◆ **AIM OF THE TASK**:
Your response should consist solely of the records, written out exactly.

◆ **AVAILABLE RECORDS**:
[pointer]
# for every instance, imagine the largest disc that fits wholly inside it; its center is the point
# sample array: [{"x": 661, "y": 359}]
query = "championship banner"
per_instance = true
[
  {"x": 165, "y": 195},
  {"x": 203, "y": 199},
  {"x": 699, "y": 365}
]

◆ **PROBLEM SOLUTION**:
[pointer]
# for every instance, imagine the largest disc that fits wholly inside it; its center is the point
# sample array: [{"x": 661, "y": 359}]
query = "championship banner"
per_instance = true
[
  {"x": 165, "y": 195},
  {"x": 203, "y": 199},
  {"x": 699, "y": 365}
]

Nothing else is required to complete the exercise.